=== Text segment ===

# `Pdf.Reader.Document`
[🔗](https://github.com/MisaelMa/ExPDF/blob/v1.0.1/lib/pdf/reader/document.ex#L1)

Struct representing an open PDF document in the reader.

Holds the full PDF binary, the merged cross-reference table, the most-recent
trailer dictionary, a lazy object-resolution cache, and memoized page refs.

The struct is immutable — every `Pdf.Reader.*` function that resolves objects
returns an updated copy with a warmer cache. Dropping the updated copy is safe
(correctness is preserved) but re-resolving the same object will incur a
re-parse. Thread the returned doc forward for performance.

Callers do not construct `Document` directly; obtain one via `Pdf.Reader.open/1`.

## Cache key conventions

The `:cache` field is a plain `%{}` map. Keys used by reader subsystems:

- `{n, g}` — resolved object with xref ref `(n, g)` (used by `ObjectResolver`)
- `{:font_decoder, {n, g}}` — cached decoder closure for the font at ref `(n, g)`,
  built by `Pdf.Reader.Font.build_decoder/2`. Present only for fonts accessed via
  an indirect reference. Inline font dicts (embedded literally in a resources dict)
  are NOT cached — they are rebuilt on every call.
- `{:page_resources, {n, g}}` — resolved `/Resources` map for the leaf page at
  ref `(n, g)`. Written by `Pdf.Reader.resolve_page_resources/4` after the first
  `/Parent`-chain walk for a given page. Subsequent calls for the same page ref
  short-circuit the walk and return the cached map directly. Intermediate ancestor
  nodes are NOT cached — only the leaf page ref is used as the key.

===

■ **Required actions**:
1. List everything that the documentation for `Pdf.Reader.Document` says the struct holds.
2. From the documentation for `Pdf.Reader.Document`, reproduce the passage starting at "are NOT cached — they" and ending at "as the key.".

=== Available data ===

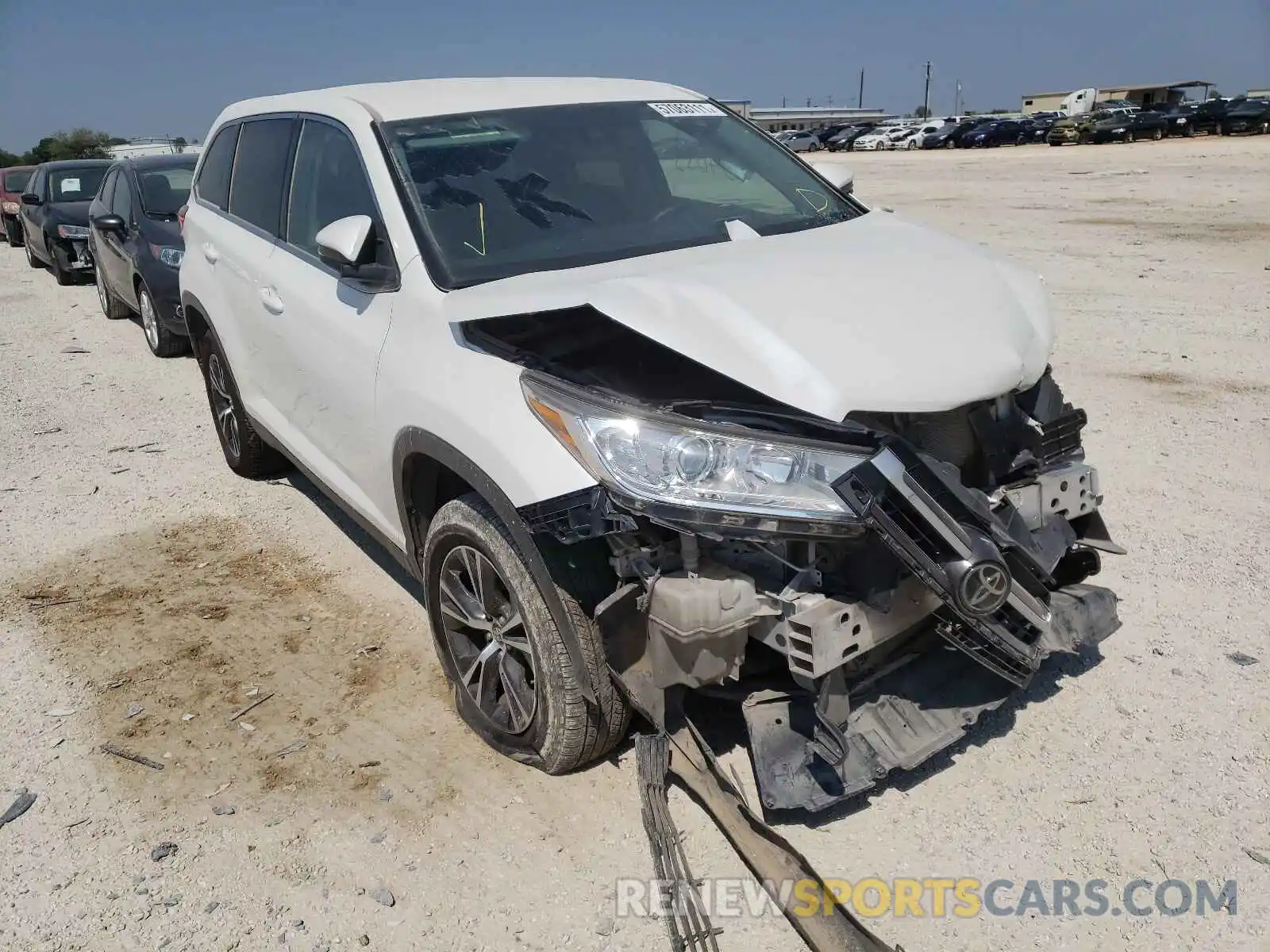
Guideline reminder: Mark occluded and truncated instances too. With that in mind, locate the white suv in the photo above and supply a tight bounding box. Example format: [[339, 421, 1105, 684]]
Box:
[[180, 79, 1115, 808]]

===

■ **Task answers**:
1.
- The full PDF binary
- The merged cross-reference table
- The most-recent trailer dictionary
- A lazy object-resolution cache
- Memoized page refs

2.
are NOT cached — they are rebuilt on every call.
- `{:page_resources, {n, g}}` — resolved `/Resources` map for the leaf page at
  ref `(n, g)`. Written by `Pdf.Reader.resolve_page_resources/4` after the first
  `/Parent`-chain walk for a given page. Subsequent calls for the same page ref
  short-circuit the walk and return the cached map directly. Intermediate ancestor
  nodes are NOT cached — only the leaf page ref is used as the key.